READING PASSAGE:
☆ ☆ ☆

= List of Dutch atheists =

This is an alphabetical list of Dutch people who have been identified as atheists. The people on this list have either declared themselves as or confirmed themselves to be atheist; and/or have been identified as atheists by a reliable source; and/or whose most recently recorded attitude toward the existence of God or gods is of disbelief.

While definitions of atheism vary, a typical atheist is someone who has made a conscious decision that they do not believe in the existence of any form of deity. It is a widespread misconception, however, that all atheists deny the existence of a god or gods. While a minority of them certainly do, most atheists would strongly disagree with this definition: they don't entirely reject the concept "God", but would rather argue that the term God has no importance, and possibly no meaning to them. The distinction is made between lack of belief in god(s) or weak atheism and denial of the existence of god(s) or strong atheism. Weak atheism should not be confused with agnosticism. An agnostic is in this case an individual who claims to have no opinion about God.

The Netherlands is a secular Western European country that has witnessed a strong decline in its religious establishment. Membership and religious attendance have dropped dramatically since the late fifties. Worst hit are the mainstream Protestant churches, whose membership declined from 23 per cent in the late fifties to six per cent in 2007. According to government estimations this percentage could drop as low as two per cent by 2020. The Catholic church will likely face another decade of decline before levelling off around 2020. The Roman Catholic population dropped from 42 per cent in 1958 to 17 in 2007 and now facing a fall to as low as 10 per cent.

☆ ☆ ☆

PROBLEM 1:
Name each criterion by which a person qualifies for the list of Dutch atheists, according to its introduction.
PROBLEM 2:
In the list of Dutch atheists, rewrite the paragraph beginning "The Netherlands is a secular Western European country" as a shorter bulleted list that keeps its main facts.

SUPPLIED MATERIAL:
☆ ☆ ☆

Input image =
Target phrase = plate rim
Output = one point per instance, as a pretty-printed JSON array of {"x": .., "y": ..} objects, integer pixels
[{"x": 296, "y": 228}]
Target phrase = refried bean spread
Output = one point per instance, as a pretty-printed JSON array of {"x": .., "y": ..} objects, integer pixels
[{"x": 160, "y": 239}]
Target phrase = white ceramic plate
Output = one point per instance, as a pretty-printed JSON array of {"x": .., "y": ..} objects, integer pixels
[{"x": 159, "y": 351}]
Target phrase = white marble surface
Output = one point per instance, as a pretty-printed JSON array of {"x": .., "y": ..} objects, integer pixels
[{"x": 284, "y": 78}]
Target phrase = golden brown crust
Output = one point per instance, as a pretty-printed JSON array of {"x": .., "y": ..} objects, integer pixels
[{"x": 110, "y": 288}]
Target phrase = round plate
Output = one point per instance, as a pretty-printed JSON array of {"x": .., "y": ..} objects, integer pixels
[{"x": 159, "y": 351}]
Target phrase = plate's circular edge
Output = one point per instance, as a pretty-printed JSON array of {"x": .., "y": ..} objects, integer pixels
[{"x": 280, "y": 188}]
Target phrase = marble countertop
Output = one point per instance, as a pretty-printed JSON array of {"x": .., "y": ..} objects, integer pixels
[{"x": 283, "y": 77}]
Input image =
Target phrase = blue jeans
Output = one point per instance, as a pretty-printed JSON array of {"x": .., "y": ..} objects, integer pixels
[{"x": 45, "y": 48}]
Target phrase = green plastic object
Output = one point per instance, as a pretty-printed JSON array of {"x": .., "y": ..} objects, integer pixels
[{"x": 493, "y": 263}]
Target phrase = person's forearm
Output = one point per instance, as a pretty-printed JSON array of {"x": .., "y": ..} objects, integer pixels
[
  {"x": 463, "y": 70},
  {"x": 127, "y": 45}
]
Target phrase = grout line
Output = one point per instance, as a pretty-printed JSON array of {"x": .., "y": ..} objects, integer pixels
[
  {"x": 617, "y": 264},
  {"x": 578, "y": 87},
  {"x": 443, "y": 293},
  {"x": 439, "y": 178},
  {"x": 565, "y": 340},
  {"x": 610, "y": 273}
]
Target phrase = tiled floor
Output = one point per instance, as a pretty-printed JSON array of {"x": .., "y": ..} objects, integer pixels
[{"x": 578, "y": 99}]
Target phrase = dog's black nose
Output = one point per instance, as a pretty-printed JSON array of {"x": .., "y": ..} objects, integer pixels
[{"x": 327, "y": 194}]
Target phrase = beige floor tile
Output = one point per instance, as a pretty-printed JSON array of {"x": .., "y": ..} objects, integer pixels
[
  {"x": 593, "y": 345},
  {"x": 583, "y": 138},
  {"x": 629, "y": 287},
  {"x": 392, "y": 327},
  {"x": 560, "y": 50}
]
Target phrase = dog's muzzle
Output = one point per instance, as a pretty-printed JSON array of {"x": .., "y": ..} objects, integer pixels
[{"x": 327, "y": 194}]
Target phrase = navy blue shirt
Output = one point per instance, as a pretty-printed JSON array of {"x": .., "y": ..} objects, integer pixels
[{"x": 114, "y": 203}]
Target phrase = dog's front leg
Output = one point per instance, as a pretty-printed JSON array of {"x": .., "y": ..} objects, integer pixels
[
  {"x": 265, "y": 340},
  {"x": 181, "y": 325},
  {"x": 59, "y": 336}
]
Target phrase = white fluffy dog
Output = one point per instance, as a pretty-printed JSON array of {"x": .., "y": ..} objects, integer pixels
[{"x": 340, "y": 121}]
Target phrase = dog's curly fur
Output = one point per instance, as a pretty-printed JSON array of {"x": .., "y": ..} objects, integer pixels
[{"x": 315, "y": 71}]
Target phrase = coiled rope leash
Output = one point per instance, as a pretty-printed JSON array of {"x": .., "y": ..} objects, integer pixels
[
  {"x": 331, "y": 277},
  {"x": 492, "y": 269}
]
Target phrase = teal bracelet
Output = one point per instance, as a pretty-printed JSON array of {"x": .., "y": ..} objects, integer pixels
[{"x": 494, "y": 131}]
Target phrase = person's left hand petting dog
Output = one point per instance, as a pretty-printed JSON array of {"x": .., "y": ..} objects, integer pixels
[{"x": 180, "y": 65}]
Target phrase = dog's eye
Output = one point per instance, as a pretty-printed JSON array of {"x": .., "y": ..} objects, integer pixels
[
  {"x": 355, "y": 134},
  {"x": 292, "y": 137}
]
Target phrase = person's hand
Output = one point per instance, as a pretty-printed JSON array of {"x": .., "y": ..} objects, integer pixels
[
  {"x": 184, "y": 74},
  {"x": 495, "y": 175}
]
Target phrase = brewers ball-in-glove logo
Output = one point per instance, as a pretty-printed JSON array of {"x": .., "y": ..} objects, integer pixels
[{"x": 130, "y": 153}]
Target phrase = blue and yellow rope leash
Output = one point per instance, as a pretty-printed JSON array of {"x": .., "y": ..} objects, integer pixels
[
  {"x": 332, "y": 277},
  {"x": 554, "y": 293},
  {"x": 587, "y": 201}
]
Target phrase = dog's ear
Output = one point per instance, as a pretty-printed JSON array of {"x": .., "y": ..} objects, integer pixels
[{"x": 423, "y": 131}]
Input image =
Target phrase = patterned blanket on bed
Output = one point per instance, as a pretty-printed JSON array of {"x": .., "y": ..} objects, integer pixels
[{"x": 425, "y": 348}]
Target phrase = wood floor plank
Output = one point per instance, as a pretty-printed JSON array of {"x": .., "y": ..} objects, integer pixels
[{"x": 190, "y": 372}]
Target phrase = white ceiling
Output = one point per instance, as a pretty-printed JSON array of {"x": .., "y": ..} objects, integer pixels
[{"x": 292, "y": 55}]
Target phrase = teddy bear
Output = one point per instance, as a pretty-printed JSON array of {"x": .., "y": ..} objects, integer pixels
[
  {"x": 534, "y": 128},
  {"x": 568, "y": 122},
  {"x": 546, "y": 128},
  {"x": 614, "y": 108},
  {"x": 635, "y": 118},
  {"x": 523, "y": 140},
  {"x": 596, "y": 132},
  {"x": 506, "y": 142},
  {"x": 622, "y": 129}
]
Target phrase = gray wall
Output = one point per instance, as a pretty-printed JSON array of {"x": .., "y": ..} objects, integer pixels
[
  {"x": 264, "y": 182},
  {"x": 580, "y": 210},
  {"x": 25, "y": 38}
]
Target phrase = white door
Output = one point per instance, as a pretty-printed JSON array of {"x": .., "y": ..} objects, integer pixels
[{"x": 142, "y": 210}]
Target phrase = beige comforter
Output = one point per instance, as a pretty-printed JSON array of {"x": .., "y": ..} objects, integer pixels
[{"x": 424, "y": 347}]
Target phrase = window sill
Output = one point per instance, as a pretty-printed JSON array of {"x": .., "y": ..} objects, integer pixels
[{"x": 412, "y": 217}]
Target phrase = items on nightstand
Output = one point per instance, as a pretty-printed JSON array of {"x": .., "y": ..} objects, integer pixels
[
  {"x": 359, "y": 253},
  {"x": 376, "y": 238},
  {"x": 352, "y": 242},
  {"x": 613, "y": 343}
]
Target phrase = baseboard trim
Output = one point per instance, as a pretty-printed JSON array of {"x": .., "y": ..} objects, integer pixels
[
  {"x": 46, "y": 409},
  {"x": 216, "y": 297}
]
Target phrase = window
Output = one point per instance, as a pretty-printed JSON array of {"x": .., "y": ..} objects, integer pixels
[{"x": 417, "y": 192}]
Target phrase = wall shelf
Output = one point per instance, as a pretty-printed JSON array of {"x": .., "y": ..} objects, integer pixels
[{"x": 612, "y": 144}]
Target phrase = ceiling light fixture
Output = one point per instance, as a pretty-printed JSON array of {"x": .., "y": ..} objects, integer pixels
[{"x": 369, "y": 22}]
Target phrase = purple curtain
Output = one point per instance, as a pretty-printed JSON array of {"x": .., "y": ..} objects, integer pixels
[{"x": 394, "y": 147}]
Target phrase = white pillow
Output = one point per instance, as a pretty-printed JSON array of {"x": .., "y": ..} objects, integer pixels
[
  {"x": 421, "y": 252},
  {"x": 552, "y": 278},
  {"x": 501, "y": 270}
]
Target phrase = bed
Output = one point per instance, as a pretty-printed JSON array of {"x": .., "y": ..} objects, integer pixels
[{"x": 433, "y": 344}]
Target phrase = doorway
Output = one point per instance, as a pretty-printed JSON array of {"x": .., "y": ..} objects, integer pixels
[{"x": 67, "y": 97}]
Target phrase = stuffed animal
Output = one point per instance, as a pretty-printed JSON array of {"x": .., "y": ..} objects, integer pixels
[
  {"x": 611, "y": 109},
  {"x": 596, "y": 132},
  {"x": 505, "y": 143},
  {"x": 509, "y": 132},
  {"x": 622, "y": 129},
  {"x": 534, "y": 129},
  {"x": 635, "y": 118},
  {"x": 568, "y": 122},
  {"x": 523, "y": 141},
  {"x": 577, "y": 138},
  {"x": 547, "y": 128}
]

☆ ☆ ☆

TASK RESULT 1:
- The person has declared or confirmed themselves to be atheist.
- The person has been identified as an atheist by a reliable source.
- The person's most recently recorded attitude toward the existence of God or gods is disbelief.

TASK RESULT 2:
- The Netherlands is a secular Western European country whose religious establishment has declined sharply.
- Church membership and attendance have fallen dramatically since the late fifties.
- Mainstream Protestant churches are hit hardest: membership fell from 23 per cent in the late fifties to six per cent in 2007, and government estimates suggest it could reach two per cent by 2020.
- The Roman Catholic population fell from 42 per cent in 1958 to 17 per cent in 2007 and could drop to 10 per cent. The Catholic church will likely keep declining for another decade before levelling off around 2020.